Exercise task
Continue the text below on the thirteen colonies' westward settlement and the Royal Proclamation of 1763, starting after its final sentence.

Supplied text
— begin —

Understanding why this was the case
requires a little context. The thirteen existing states, it bears remembering,
had each been settled and expanded via the interaction of local and
international interests and priorities. Residents of Pennsylvania, say, or
Virginia, or North Carolina had pressed the boundaries of their respective
colonies ever westward for at least a century between their foundation in the
17th century and the end of British rule in the late 18th
century. In search of the cheap and plentiful land that North America was
purported to be full of, these pioneers had been forced to contend with both
the competing claims of rival colonists and the hostility of existing native
communities. Britain, in its role as overseer and beneficiary of colonial
development, meanwhile attempted to mediate between the territorial demands of
rival colonies while also preserving some semblance of a mutually beneficial
relationship between itself and its traditional indigenous allies. The result
was a relatively stable status quo – no two colonies ever took up arms over
disputed territory – that occasionally flared up into open war between
land-hungry colonists and increasingly threatened native tribes. The Royal
Proclamation of 1763, issued by George III in October of that year, attempted
to put an end to this cycle of expansion and violence by prohibiting further
colonial settlement beyond a line extending in a rough diagonal from Maine to
Georgia, at a distance of roughly three hundred miles inland from the Atlantic
coast. Reaction to this effort by the Crown to rigidly curtail the speed and
extent of colonial growth was met with widespread hostility among residents of
British America, and in no small part contributed to the resentment and
alienation that made the American Revolution possible.

— end —

Dataset excerpt
— begin —

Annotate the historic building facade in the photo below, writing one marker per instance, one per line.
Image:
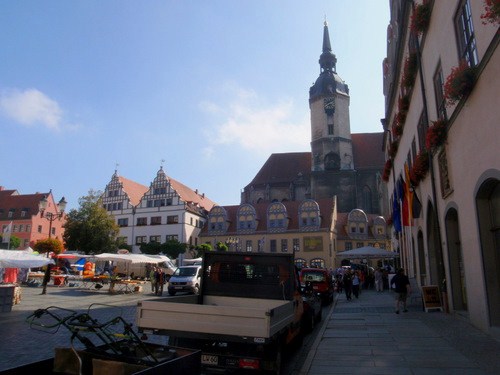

— end —

Reply to the task
Late 18th century
Americans, in short, did not like being constrained in their ability to seek
out, capture, or purchase land for their personal use and development. The
promise of becoming a landowner had been a major draw for migrants during
centuries of British rule, and the founding mythology of the nascent American
culture cherished the image of the rough-and-ready settler whose success was
due to their hard work, sacrifice, and bravery. Engaging with the indigenous
peoples of the regions Americans claimed as their home – whether this
engagement entailed commerce or conquest – very much formed a part of this
idealized personal understanding, and helped to condition what the citizens of
the newly-declared United States expected of their government in the
post-independence era. The passages within the Articles of Confederation
concerned with the relationship between Congress and what the document referred
to as “Indians” seemed to acknowledge these expectations – generally, that the
regulation of Native Americans affairs would be left to individual states and
communities – by reserving federal rights to the same only in cases where no
state could claim legitimate jurisdiction. Virginia, therefore, or the
Carolinas, or Georgia could deal with the indigenous peoples residing within
their borders according to whatever priorities and whatever timetable they
deemed appropriate.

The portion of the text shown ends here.